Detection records
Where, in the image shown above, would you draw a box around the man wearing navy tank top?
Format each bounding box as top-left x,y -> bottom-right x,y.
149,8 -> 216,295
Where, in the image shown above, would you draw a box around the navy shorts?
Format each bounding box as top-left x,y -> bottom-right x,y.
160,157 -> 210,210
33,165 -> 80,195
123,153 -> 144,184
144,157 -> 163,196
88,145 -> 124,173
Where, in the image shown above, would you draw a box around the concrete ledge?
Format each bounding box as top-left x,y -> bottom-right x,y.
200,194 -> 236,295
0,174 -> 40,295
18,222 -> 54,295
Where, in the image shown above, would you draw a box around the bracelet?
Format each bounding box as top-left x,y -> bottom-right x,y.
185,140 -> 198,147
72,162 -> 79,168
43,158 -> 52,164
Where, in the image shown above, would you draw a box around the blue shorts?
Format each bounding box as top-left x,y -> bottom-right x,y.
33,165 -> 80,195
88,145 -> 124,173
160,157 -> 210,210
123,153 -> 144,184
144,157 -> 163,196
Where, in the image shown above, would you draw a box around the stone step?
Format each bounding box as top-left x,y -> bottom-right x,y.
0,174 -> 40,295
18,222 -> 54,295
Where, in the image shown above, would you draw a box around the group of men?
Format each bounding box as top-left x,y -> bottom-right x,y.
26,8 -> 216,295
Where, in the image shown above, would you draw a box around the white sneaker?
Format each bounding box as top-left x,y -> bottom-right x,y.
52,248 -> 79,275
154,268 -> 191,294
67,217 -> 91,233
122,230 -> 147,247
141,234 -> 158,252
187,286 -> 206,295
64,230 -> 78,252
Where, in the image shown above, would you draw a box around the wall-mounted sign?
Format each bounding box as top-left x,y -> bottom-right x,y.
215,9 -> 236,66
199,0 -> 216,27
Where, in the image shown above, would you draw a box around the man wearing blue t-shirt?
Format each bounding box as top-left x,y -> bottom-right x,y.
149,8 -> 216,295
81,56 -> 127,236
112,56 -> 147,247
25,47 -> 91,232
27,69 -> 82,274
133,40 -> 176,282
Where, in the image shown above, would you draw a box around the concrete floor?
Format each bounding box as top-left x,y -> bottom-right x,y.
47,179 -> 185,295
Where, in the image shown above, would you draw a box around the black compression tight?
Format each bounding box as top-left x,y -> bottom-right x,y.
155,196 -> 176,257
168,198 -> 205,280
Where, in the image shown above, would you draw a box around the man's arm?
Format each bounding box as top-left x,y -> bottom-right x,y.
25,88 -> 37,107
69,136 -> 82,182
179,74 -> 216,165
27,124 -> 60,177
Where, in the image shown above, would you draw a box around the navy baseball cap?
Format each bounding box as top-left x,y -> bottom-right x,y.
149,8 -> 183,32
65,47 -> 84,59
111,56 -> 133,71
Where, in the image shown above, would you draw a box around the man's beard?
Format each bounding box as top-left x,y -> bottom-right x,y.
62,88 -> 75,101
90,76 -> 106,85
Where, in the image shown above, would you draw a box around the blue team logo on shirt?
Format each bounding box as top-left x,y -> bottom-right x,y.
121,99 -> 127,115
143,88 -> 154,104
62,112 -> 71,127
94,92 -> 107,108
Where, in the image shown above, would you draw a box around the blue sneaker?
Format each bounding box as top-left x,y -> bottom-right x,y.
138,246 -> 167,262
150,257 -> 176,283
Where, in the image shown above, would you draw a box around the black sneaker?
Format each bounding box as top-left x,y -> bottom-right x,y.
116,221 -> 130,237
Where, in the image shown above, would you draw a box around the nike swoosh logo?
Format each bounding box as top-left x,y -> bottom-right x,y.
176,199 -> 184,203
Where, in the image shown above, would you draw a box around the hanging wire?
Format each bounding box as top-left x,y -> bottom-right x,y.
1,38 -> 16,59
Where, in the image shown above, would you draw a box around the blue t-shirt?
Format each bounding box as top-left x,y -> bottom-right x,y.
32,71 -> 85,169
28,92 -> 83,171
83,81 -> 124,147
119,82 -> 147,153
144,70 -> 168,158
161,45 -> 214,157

The problem:
Arrange all of the records above as a two-column CSV with the columns request and answer, one row per request. Put each request's text and its answer in their own quoted field, replacing line breaks with spaces.

The completed task:
request,answer
"Where, in the image shown above, would you draw a box around the man wearing navy tank top? Format each bounding box as top-left x,y -> bottom-right x,y.","149,8 -> 216,295"
"Where, in the image shown above, would you draw a box around the navy shorts? Format each bounding box as top-left x,y -> bottom-right x,y.","160,157 -> 210,210 33,165 -> 80,195 123,153 -> 144,184 144,157 -> 163,196 88,145 -> 124,173"
"Where, in the image shown above, would you draw a box around the concrete ledge? Format each bounding box as top-left x,y -> bottom-right x,y.","200,194 -> 236,295 0,174 -> 40,295 18,222 -> 54,295"
"Where, in the image shown above, would you draw a box around the bracelet? Format each bounding box as top-left x,y -> bottom-right x,y.","185,140 -> 198,147 72,162 -> 79,168 43,158 -> 52,164"
"Where, in the image shown above, would you draw a box around the blue shorts? Format each bounding box as top-left x,y -> bottom-right x,y.","33,165 -> 80,195 88,145 -> 124,173 160,157 -> 210,210 123,153 -> 144,184 144,157 -> 163,196"
"Where, in the image shown above, would you draw a box around the stone step? Format each bounding box as top-left x,y -> bottom-right x,y.","0,174 -> 40,295 18,222 -> 54,295"
"Where, in the image shown above, would you draw a box around the group of men? Format each bounding box as top-left x,y -> bottom-right x,y.","26,8 -> 216,295"
"Where, in the image shown above, would you draw a box around the white sneaker? Format each bounding box as top-left x,y -> bottom-right x,y.","52,248 -> 79,275 154,268 -> 191,294 67,217 -> 91,233 122,230 -> 147,247 141,234 -> 158,252 187,286 -> 206,295 64,230 -> 78,252"
"Where, in the image shown above, would you draw a box around the wall-mounted sign? Format each bounding box as top-left x,y -> bottom-right x,y.","215,9 -> 236,66 199,0 -> 216,27"
"Where, in the image shown above, would you draw a box around the man wearing blue t-shirt? Format each bounding box as top-left x,y -> bottom-right x,y.","149,8 -> 216,295 81,56 -> 127,236 112,56 -> 147,247 25,47 -> 91,232 27,69 -> 82,274 133,40 -> 176,282"
"Where, in the image shown above, would you draw a box around the concrete floor? Format each bounding box as top-left x,y -> bottom-right x,y.","47,179 -> 185,295"
"Where, in the image shown above, would you draw a box around the black compression tight? Format each bounding box as top-left x,y -> bottom-right x,y.","155,196 -> 176,257 168,198 -> 205,280"
"Where, in the image shown above, would you draw a box around the man's arm? Format each bounding box as top-left x,y -> bottom-right x,y.","25,88 -> 37,107 69,136 -> 82,182 179,74 -> 216,165 27,124 -> 60,177"
"Where, in the image shown above, would you draw a box around the navy baseball cap? Format each bounding box as top-left x,y -> bottom-right x,y.","149,8 -> 183,32 65,47 -> 84,59 111,56 -> 133,71"
"Where, in the image shown above, would you draw a box around the man's beard? Format each bounding box as top-left x,y -> bottom-right x,y.","62,88 -> 75,101 90,76 -> 106,85"
"Where, in the image shown above, would you draw a box around the blue team logo on shirt? Format each bounding box as top-left x,y -> bottom-right x,y.","121,99 -> 127,115 143,88 -> 154,104 62,112 -> 71,127 94,92 -> 107,108"
"Where, in the image shown above, would you draw a box around the blue sneaker? Format each bounding box as top-left x,y -> bottom-right x,y.","138,246 -> 167,262 150,257 -> 176,283"
"Where, in the image shown above, would you draw a box around the black sneaker? Format each bounding box as top-left x,y -> bottom-right x,y.","116,221 -> 130,237"
"Where, in the image shown above, would you draw a box around the nike swoosh logo? Format each bounding box as top-left x,y -> bottom-right x,y.","176,199 -> 184,203"
"Where, in the image shown above, would you draw a box around the hanging wire? Format each bounding box as top-left x,y -> bottom-right x,y.","1,38 -> 16,59"
"Where, in the image shown above, would you draw a box around the blue t-shirt? Format each bounding box as top-left x,y -> bottom-right x,y.","32,71 -> 85,169 28,92 -> 83,171 83,81 -> 124,147 119,82 -> 147,153 144,70 -> 168,158 161,45 -> 214,157"